[[ PROVIDED INFORMATION open ]]

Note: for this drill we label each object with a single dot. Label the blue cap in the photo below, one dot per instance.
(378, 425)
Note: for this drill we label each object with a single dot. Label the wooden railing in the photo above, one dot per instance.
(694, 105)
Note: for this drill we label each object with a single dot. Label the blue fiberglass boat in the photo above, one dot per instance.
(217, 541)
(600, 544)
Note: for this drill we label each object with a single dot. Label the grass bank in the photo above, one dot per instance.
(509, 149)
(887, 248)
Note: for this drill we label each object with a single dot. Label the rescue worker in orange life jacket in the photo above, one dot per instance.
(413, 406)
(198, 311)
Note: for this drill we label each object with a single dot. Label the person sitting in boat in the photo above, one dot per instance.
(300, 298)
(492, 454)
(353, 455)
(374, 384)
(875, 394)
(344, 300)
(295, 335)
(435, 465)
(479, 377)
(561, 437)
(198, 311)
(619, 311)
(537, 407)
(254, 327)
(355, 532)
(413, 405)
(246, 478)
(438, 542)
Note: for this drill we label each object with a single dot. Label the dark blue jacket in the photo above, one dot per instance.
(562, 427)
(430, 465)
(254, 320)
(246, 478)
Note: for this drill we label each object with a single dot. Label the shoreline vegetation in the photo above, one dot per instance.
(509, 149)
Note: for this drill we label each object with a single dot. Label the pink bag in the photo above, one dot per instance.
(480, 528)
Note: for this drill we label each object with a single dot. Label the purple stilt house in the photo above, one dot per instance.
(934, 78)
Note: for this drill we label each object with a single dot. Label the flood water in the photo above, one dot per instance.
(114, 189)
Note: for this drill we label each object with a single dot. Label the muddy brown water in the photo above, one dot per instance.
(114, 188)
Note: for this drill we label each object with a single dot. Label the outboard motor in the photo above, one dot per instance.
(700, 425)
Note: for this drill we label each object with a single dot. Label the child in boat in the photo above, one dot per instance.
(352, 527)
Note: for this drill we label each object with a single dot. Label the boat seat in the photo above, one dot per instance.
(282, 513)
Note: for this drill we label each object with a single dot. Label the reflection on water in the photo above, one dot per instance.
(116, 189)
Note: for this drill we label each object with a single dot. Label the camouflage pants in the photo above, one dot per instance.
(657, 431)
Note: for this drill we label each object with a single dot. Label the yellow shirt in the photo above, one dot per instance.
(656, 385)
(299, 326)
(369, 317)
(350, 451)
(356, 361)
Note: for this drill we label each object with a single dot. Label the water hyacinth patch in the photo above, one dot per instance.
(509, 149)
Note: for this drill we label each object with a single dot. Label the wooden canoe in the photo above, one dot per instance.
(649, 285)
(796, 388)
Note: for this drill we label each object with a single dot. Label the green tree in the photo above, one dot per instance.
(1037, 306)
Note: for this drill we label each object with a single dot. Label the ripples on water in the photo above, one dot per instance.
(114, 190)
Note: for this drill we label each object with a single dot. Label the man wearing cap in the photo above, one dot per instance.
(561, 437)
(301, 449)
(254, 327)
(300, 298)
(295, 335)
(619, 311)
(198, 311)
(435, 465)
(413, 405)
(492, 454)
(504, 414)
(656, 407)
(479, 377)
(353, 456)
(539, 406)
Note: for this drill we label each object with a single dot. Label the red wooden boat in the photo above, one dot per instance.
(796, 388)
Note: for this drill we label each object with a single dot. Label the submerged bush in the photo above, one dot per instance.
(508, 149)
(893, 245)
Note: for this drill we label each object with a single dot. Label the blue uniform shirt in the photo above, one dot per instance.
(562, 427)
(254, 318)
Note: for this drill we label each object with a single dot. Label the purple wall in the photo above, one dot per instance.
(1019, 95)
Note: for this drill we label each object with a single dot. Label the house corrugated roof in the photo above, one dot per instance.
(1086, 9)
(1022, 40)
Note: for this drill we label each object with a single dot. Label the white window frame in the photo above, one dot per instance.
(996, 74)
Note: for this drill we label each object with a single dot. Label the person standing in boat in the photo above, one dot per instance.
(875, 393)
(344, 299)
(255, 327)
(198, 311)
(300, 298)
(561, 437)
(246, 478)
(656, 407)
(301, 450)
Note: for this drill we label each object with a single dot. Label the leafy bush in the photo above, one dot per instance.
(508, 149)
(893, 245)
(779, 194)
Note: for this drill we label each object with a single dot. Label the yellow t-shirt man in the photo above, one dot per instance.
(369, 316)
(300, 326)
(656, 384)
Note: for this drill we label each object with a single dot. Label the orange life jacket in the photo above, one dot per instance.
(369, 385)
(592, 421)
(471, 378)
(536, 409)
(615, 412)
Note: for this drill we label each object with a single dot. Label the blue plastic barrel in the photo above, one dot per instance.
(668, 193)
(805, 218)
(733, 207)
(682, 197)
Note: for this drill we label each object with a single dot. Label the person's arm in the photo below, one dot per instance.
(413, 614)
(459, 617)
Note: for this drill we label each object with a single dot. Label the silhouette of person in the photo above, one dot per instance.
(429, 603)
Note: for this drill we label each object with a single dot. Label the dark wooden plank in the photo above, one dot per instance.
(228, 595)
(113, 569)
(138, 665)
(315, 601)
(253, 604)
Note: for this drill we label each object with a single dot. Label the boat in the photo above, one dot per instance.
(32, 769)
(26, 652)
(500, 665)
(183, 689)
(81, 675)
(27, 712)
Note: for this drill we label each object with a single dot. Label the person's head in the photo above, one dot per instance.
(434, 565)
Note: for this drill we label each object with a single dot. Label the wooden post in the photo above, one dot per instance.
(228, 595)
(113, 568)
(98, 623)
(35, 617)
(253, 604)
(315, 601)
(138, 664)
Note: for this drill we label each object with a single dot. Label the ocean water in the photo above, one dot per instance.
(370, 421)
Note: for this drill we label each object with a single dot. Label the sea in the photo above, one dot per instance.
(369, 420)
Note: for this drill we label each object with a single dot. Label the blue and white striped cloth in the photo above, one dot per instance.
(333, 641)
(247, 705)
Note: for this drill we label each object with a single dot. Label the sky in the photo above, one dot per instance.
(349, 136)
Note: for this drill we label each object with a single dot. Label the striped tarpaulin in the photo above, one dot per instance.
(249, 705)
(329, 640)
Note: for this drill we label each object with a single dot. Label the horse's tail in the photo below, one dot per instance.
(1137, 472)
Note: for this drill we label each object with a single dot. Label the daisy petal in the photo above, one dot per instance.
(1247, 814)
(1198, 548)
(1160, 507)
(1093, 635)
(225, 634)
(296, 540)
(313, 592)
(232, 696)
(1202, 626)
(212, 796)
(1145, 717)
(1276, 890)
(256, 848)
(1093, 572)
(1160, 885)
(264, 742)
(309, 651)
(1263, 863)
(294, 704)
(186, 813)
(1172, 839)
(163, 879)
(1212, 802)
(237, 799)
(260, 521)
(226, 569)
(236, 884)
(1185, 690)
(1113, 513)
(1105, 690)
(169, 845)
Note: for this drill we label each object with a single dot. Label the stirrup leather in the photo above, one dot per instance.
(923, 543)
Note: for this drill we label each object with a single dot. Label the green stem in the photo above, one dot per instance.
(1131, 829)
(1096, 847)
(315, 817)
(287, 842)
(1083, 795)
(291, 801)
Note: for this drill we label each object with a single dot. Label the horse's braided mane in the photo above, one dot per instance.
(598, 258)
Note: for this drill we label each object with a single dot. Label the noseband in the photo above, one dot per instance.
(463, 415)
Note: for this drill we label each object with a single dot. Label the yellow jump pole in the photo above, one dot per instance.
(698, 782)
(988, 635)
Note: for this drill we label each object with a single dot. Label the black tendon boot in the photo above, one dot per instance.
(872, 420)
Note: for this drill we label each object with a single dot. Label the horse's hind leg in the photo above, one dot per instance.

[[ PROVIDED INFORMATION closed ]]

* _WHAT IS BEING ASKED_: Every entry should be printed again exactly as written.

* _ANSWER SPACE_:
Note: for this drill we label each object with a single dot. Label the blue cap in the photo below, one dot per instance.
(378, 425)
Note: for this drill we label each object with a single dot. Label the wooden railing in the photo above, one dot per instance.
(694, 105)
Note: for this drill we label each object with a single dot. Label the blue fiberglass boat in the photo above, one dot per instance.
(217, 541)
(600, 544)
Note: for this drill we label each object with a single dot. Label the grass bank in the photo above, one dot per instance.
(509, 149)
(887, 248)
Note: for this drill we label each object with a single dot. Label the rescue worker in orange life jacket in the photo above, one dot per instance.
(413, 406)
(198, 311)
Note: for this drill we label each object with a single dot. Label the person sitting in boat in the photo above, one dot per instance.
(300, 298)
(492, 454)
(353, 455)
(374, 384)
(875, 394)
(344, 300)
(295, 335)
(435, 465)
(479, 377)
(561, 437)
(198, 311)
(619, 311)
(537, 407)
(254, 327)
(355, 532)
(413, 405)
(246, 478)
(438, 542)
Note: for this drill we label each object with a single dot. Label the dark blue jacket in the photo above, one dot per instance.
(562, 427)
(430, 465)
(254, 320)
(246, 478)
Note: for this drill we label each object with a single dot. Label the shoreline vegetation in the photo above, one dot per instance.
(509, 149)
Note: for this drill we label each object with a single dot. Label the pink bag in the photo above, one dot per instance.
(480, 528)
Note: for this drill we label each object with a single dot. Label the purple stilt house in the photo above, one dot per instance.
(934, 78)
Note: for this drill we label each object with a single dot. Label the flood water in the photo above, one dot per instance.
(114, 189)
Note: for this drill we label each object with a single dot. Label the muddy brown water in the photo above, one dot per instance.
(114, 188)
Note: for this drill we label each object with a single dot. Label the outboard motor in the photo above, one dot per instance.
(700, 425)
Note: for this drill we label each object with a single dot. Label the child in boat in the photo above, one dot per instance.
(352, 527)
Note: for this drill we label each object with a single dot. Label the boat seat in the photo above, one dot per instance.
(282, 513)
Note: for this drill we label each object with a single dot. Label the reflection on water in the photo above, one dot per instance.
(116, 189)
Note: for this drill we label each object with a single dot. Label the camouflage pants in the photo above, one dot per instance.
(657, 431)
Note: for this drill we label each object with a single dot. Label the yellow shirt in the photo above, one dot per instance.
(656, 385)
(299, 326)
(369, 317)
(350, 451)
(356, 361)
Note: for this drill we label each object with a single dot. Label the water hyacinth patch in the photo above, one dot per instance.
(509, 149)
Note: for this drill we label each object with a single dot. Label the wooden canoe in the photo above, one dot per instance.
(649, 285)
(796, 388)
Note: for this drill we label each object with a single dot. Label the green tree in the photo above, one dot per instance.
(1037, 306)
Note: for this drill we label each object with a single dot. Label the ripples on water in the photo above, one dot per instance.
(114, 190)
Note: for this drill we label each object with a single dot. Label the man wearing cap in the photo above, one dot per instance.
(561, 437)
(301, 449)
(254, 327)
(300, 298)
(295, 335)
(619, 311)
(198, 311)
(435, 465)
(413, 405)
(492, 454)
(504, 414)
(656, 407)
(479, 377)
(353, 456)
(539, 406)
Note: for this drill we label each object with a single dot. Label the red wooden boat in the photo above, one dot per instance.
(796, 388)
Note: for this drill we label each object with a single dot. Label the submerged bush in the photo above, one dot per instance.
(508, 149)
(893, 245)
Note: for this drill we label each object with a single dot. Label the blue uniform shirt in the photo above, one dot per instance.
(562, 427)
(254, 318)
Note: for this drill we label each object with a single dot. Label the purple wall in the photo above, one dot per instance.
(1019, 95)
Note: for this drill we label each object with a single dot. Label the house corrugated roof in the photo above, one dot per instance.
(1086, 9)
(1022, 40)
Note: for this drill we label each object with a single dot. Label the white window frame in the photo above, one dot per instance.
(996, 74)
Note: for this drill we label each object with a single dot. Label the person standing in boat in the photo above, one dot per instance.
(875, 393)
(344, 299)
(255, 327)
(198, 311)
(300, 298)
(561, 437)
(246, 478)
(656, 407)
(301, 450)
Note: for this drill we label each object with a single dot. Label the leafy bush in the photo above, one dot per instance.
(508, 149)
(893, 245)
(779, 194)
Note: for this drill we label each object with a single dot. Label the yellow t-shirt man in the photo above, one dot per instance.
(369, 316)
(300, 326)
(656, 384)
Note: for this drill we label each object with a single dot. Label the orange life jacket in the photo above, one dot per instance.
(369, 385)
(592, 421)
(471, 378)
(536, 409)
(615, 412)
Note: for this drill we label each object with a single dot. Label the blue plastic barrel in the photo above, one dot per instance.
(668, 193)
(805, 218)
(733, 207)
(682, 197)
Note: for this drill we label each object with a single dot. Label the person's arm in the photo below, one dot per instance.
(413, 614)
(459, 617)
Note: for this drill we label each object with a single dot. Label the silhouette of person in the photo above, one dot per instance.
(429, 603)
Note: for this drill we label each object with a single dot. Label the dark wooden plank in the photo above, one dot per instance.
(228, 595)
(113, 569)
(138, 665)
(315, 601)
(253, 604)
Note: for this drill we label each object with a single dot. Label the boat in the photo above, one dot per instance.
(32, 769)
(26, 652)
(500, 665)
(183, 689)
(81, 675)
(27, 712)
Note: for this drill we label each object with a single dot. Label the person's head in the photo above, one dot per instance.
(434, 565)
Note: for this drill we label each object with a single dot. Label the wooden post in the photo above, one dot per instance.
(228, 595)
(113, 568)
(98, 623)
(35, 617)
(253, 604)
(315, 601)
(138, 664)
Note: for this drill we label each object with a single dot. Label the ocean water in the photo above, one dot per instance.
(370, 421)
Note: for this drill we label each object with a single dot. Label the sea in the photo above, one dot per instance.
(369, 420)
Note: for this drill we label each object with a single dot. Label the blue and white striped cloth in the photo above, one dot per instance.
(333, 641)
(247, 705)
Note: for this drill we label each object with a single dot. Label the sky in the photo above, one dot per instance.
(349, 136)
Note: for this drill we label each object with a single dot. Label the striped tarpaulin in the photo above, one dot per instance.
(249, 705)
(329, 640)
Note: for this drill we label each object with a single dot. Label the horse's tail in the photo below, one dot per instance.
(1137, 472)
Note: for this drill we label each object with a single dot. Label the daisy petal in the photo above, one dot per instance.
(1247, 814)
(1198, 548)
(1160, 507)
(1093, 635)
(225, 634)
(296, 540)
(313, 592)
(232, 696)
(1202, 626)
(212, 796)
(1145, 717)
(1276, 890)
(256, 848)
(1093, 572)
(1160, 885)
(264, 742)
(309, 651)
(1263, 863)
(294, 704)
(186, 813)
(1172, 839)
(163, 879)
(1212, 802)
(237, 799)
(260, 521)
(226, 569)
(236, 884)
(1185, 690)
(1113, 513)
(1105, 690)
(169, 845)
Note: for this drill we label each object with a single dot. Label the stirrup leather in the photo above, one dot per instance.
(923, 543)
Note: for this drill we label each object with a single dot. Label the green stem in the photo above, one dot per instance.
(1131, 829)
(1096, 847)
(315, 817)
(287, 842)
(1083, 795)
(291, 801)
Note: for this drill we label each object with a single dot. Label the horse's braided mane in the photo above, one dot per instance.
(598, 258)
Note: for this drill we label each object with a single dot. Label the noseband in the photo above, one dot per instance.
(463, 415)
Note: for this drill we label each object with a single dot. Label the yellow jump pole in the photo above, one dot per instance.
(698, 782)
(988, 635)
Note: for this drill we label each object with a single dot. Label the black tendon boot in the photo above, one dot per instance.
(872, 420)
Note: for this drill we label each object with a single dot. Label the horse's hind leg in the photo above, one dot per instance.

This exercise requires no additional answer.